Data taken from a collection
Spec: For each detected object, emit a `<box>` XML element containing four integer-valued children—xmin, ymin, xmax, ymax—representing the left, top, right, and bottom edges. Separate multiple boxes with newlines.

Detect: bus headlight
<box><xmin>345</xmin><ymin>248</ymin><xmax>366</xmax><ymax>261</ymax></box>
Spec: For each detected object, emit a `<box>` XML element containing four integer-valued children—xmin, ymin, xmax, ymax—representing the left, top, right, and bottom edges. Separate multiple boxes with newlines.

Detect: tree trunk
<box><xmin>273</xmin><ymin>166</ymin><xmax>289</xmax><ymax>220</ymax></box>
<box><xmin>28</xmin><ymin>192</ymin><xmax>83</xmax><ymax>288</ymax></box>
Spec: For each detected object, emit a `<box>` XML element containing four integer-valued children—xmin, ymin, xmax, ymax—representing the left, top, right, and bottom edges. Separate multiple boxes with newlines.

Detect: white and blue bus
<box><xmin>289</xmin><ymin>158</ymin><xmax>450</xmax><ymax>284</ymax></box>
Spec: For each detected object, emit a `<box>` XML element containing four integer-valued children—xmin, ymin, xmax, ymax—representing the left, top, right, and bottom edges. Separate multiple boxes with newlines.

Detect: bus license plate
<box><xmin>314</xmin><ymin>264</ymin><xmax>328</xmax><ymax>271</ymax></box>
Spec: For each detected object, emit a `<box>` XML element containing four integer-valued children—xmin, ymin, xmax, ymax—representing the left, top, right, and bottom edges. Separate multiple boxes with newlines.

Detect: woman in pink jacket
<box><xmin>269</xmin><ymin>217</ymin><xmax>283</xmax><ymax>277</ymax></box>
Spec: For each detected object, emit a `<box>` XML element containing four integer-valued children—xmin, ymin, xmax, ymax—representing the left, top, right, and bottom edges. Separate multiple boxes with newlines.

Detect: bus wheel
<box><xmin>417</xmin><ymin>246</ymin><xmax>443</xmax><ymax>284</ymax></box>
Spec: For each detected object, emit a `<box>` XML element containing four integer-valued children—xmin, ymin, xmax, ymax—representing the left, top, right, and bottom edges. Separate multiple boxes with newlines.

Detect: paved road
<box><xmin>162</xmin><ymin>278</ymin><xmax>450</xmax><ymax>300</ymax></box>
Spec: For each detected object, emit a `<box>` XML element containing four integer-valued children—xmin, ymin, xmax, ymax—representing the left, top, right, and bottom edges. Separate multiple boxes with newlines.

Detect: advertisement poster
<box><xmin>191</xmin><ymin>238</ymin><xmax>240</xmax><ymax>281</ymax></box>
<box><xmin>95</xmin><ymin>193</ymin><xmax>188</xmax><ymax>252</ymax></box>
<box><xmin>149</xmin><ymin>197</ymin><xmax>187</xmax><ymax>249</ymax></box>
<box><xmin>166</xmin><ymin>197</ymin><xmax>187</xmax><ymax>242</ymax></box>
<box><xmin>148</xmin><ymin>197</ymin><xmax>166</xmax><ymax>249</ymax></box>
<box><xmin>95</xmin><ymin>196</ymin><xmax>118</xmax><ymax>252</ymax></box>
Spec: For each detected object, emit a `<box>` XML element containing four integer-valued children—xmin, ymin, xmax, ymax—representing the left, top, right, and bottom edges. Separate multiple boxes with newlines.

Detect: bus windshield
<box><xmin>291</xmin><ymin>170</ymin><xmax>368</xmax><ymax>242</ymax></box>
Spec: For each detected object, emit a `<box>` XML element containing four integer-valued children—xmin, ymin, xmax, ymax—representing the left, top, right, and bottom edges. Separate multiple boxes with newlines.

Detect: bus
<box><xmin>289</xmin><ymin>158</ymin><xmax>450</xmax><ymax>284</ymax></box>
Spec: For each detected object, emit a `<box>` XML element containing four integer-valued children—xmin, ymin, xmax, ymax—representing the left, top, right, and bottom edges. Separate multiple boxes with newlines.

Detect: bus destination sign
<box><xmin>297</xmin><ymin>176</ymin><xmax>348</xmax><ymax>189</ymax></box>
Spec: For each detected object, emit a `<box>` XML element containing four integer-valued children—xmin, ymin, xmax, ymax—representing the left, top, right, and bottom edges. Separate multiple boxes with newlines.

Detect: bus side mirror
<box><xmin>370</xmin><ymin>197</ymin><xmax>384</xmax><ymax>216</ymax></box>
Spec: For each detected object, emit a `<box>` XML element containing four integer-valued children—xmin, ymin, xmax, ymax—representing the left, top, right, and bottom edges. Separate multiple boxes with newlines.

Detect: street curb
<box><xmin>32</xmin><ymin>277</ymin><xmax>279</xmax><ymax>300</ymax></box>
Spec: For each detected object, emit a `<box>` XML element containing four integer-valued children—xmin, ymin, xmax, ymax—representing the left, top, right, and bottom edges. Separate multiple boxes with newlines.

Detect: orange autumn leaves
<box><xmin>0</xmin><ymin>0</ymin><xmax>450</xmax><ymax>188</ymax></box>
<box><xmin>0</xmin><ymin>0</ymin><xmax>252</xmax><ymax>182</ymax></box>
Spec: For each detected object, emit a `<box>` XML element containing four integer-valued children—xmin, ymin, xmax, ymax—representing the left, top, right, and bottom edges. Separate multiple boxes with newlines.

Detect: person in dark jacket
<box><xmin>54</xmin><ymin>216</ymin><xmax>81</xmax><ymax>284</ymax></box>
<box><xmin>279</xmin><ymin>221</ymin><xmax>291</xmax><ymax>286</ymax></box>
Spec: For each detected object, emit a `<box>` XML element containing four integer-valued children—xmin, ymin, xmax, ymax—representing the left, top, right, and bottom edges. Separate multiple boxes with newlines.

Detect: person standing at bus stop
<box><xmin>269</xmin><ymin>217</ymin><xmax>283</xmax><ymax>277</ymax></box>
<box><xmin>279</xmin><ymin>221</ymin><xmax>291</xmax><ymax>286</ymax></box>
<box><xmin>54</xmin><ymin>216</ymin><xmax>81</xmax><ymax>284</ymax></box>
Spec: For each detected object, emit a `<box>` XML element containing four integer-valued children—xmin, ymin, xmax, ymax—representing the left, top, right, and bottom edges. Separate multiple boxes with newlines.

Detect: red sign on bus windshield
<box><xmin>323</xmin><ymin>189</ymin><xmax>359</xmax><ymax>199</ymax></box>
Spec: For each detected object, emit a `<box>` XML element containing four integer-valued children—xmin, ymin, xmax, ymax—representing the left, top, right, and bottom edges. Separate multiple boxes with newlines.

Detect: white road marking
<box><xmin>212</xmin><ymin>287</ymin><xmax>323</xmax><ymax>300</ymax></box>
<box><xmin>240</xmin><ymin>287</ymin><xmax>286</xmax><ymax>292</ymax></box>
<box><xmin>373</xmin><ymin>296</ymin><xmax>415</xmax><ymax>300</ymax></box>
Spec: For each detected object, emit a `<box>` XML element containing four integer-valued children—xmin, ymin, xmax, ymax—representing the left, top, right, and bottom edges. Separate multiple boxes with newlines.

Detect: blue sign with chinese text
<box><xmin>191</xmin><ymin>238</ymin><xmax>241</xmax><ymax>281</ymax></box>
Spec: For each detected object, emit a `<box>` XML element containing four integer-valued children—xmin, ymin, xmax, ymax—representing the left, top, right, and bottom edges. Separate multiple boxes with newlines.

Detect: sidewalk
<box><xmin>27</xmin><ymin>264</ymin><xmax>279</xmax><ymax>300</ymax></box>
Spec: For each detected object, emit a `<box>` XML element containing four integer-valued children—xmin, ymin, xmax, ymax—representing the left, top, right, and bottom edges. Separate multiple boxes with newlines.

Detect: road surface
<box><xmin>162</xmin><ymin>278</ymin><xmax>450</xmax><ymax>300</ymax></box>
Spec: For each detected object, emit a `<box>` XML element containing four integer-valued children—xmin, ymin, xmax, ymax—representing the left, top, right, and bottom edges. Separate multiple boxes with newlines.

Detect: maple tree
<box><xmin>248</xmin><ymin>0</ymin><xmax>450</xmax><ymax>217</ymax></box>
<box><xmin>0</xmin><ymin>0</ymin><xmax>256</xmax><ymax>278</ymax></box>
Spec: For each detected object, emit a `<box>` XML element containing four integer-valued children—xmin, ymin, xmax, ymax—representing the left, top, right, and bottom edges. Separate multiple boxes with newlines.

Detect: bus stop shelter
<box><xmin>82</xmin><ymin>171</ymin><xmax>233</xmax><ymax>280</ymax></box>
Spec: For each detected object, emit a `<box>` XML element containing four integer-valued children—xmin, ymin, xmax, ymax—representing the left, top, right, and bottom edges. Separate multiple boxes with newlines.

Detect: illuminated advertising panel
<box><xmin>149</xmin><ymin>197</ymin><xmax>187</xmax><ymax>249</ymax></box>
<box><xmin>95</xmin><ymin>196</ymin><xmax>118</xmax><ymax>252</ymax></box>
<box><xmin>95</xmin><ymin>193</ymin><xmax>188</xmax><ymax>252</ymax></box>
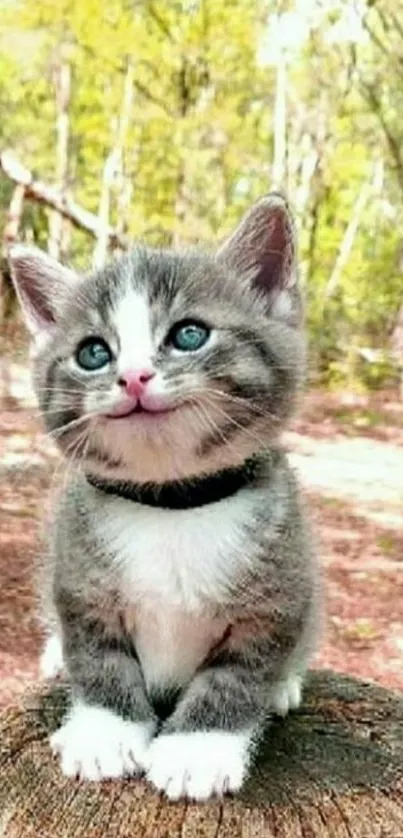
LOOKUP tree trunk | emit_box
[92,59,134,268]
[0,672,403,838]
[48,61,71,259]
[272,47,287,189]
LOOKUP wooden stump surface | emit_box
[0,672,403,838]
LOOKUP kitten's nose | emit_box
[118,369,155,398]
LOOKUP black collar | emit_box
[86,453,267,509]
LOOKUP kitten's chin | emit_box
[83,414,259,483]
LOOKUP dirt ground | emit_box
[0,367,403,704]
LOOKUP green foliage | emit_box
[0,0,403,387]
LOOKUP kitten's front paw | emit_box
[147,730,252,800]
[39,634,64,680]
[50,705,154,780]
[271,675,302,716]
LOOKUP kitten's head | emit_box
[10,194,305,481]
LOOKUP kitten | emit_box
[10,194,320,800]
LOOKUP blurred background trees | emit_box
[0,0,403,388]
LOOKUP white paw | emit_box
[39,634,64,680]
[271,675,302,716]
[147,729,252,800]
[50,704,154,780]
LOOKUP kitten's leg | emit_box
[39,633,64,680]
[147,653,266,800]
[51,592,156,780]
[147,638,310,800]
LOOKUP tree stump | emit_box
[0,672,403,838]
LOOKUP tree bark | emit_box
[48,61,71,259]
[0,150,127,250]
[92,59,134,268]
[0,672,403,838]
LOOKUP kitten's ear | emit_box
[217,192,297,304]
[8,244,79,337]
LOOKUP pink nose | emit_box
[119,369,155,398]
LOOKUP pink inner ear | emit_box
[218,195,295,292]
[9,245,77,334]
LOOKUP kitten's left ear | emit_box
[8,244,79,338]
[217,192,297,316]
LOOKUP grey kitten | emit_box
[10,194,320,799]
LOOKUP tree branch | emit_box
[0,150,127,250]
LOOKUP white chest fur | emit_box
[97,491,256,686]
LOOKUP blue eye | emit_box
[76,338,112,372]
[168,321,210,352]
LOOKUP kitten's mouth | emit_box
[105,402,175,419]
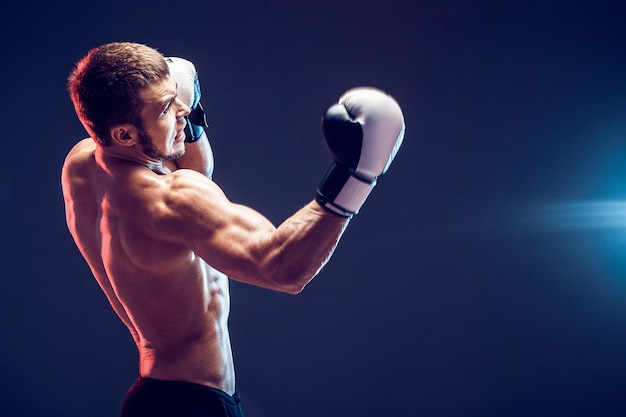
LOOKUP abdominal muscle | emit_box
[100,237,235,395]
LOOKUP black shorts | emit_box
[121,378,243,417]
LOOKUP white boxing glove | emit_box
[317,87,405,217]
[165,57,208,143]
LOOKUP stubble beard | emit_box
[138,126,185,162]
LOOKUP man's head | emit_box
[68,42,169,146]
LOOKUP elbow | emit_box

GIVEN INSTRUCTION:
Express the data as a numbered list, starting at the line that contains "LOOKUP tree stump | emit_box" and ending at the last line of the data, with blank lines omitted. Leave the pictures out of the answer.

PROBLEM SOLUTION:
1. LOOKUP tree stump | emit_box
2. [0,672,403,838]
3. LOOKUP tree bark | emit_box
4. [48,61,71,259]
5. [0,150,127,250]
6. [92,59,134,268]
7. [0,672,403,838]
8. LOOKUP kitten's ear | emit_box
9. [217,192,297,304]
10. [8,244,79,337]
11. LOOKUP pink nose | emit_box
12. [119,369,155,398]
13. LOOKUP pink inner ear | emit_box
14. [218,195,295,292]
15. [9,245,77,334]
16. LOOKUP kitten's left ear | emit_box
17. [8,244,79,338]
18. [217,192,297,316]
19. LOOKUP grey kitten | emit_box
20. [10,194,320,799]
21. LOOKUP tree branch | emit_box
22. [0,150,127,250]
23. LOOKUP white chest fur | emit_box
24. [97,491,256,686]
25. LOOKUP blue eye | emit_box
26. [76,338,112,372]
27. [168,321,210,352]
28. LOOKUP kitten's mouth | emit_box
29. [105,402,175,419]
30. LOOKUP abdominal muscle | emit_box
31. [100,237,235,395]
32. LOOKUP black shorts | emit_box
33. [121,378,243,417]
34. LOOKUP white boxing glove | emit_box
35. [317,87,405,217]
36. [165,57,208,143]
37. LOOKUP stubble beard | emit_box
38. [138,126,185,162]
39. LOOKUP man's head | emit_box
40. [68,42,169,146]
41. LOOKUP elbow | emit_box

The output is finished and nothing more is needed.